* Verilen Metin:
Mehmet Özay                                                                                                            11.03.2024

Başlığı belki de Müslümanların kardeşlikle imtihanı olarak da yazmak mümkün…

Öyle ki,yaşadığımız dönemde tek tek ulus-devletler içerisinde ve küresel bağlamda Müslüman bireylerin ve toplumların yaşadıkları sorunların, birer imtihan olduğunu söylemek bazılarınca gelişigüzel bir yaklaşım olarak anlaşılabilir.

Oysa sorun gayet ciddi ve önemli…

Şu tespiti yapmakta yarar var: İslam düşüncesi ile Müslüman toplumların gerçekliği arasında, gayet önemli açıkların olması, sadece bugünün sorunu olmasa gerek…

Sorun ne?

Yaşanan sorunlar derken, elbette öncelikle ekonomik, siyasal sorunları kastetmiyoruz… Aksine, kastedilen husus, insani ilişkiler ve bağlamlardır.

* Veri Bölümü:
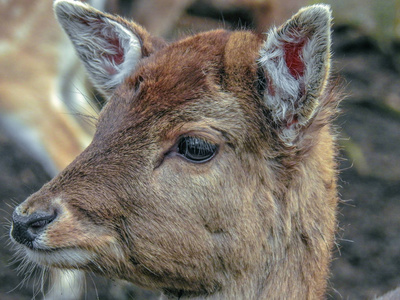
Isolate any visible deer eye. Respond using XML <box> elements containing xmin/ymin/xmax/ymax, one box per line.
<box><xmin>177</xmin><ymin>136</ymin><xmax>218</xmax><ymax>163</ymax></box>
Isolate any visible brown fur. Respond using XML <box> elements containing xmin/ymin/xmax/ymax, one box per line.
<box><xmin>10</xmin><ymin>3</ymin><xmax>338</xmax><ymax>299</ymax></box>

* İstenen Görev 1:
Kardeşlik imtihanı üzerine yazıda, yaşanan sorunlardan söz edilirken öncelikle kastedilen husus nedir?
* İstenen Görev 2:
Lütfen kardeşlik imtihanı üzerine yazıyı son cümlesinden sonra devam ettirin.

* Alıştırma Sonucu 1:
Kastedilen husus, ekonomik ya da siyasal sorunlar değil, insani ilişkiler ve bağlamlardır.

* Alıştırma Sonucu 2:
Müslümanların zaafiyetinin birbirini anlama konusunda ortaya çıkması acaba, kendilerine hitap eden dinin yani İslam’ın, dini kaynakların yani, Kur’an-ı Kerim ve Geleneğin/Hadis’in, uzun tarihsel geçmiş ve geleneğin ve bu yapının ürettiği var sayılan olumsallıkların ne denli ders niteliğinde ele alındığı ve bugüne aktarıldığı üzerinde düşünülmeyi hak ediyor.

İngilizce ‘sectarianism’ denilen ve dilimize ‘cemaatçilik’ olarak çevrilebilecek toplumsal oluşumlardan, adına siyasal partiler denen sistemlere; bilimin, öğretim ve üretim merkezi olması beklenen yüksek öğretim kurumlarından, toplumun her kesimine hizmeti öncellediği düşünülüen yerel yönetimlere kadar gündelik yaşamımız içerisinde yer alan ve bir şekilde katılımcısı olduğumuz yapılarda, ne tür roller oynadığımız sorgulamasını bugün çok daha gerçekci anlamda yapmak zorundayız.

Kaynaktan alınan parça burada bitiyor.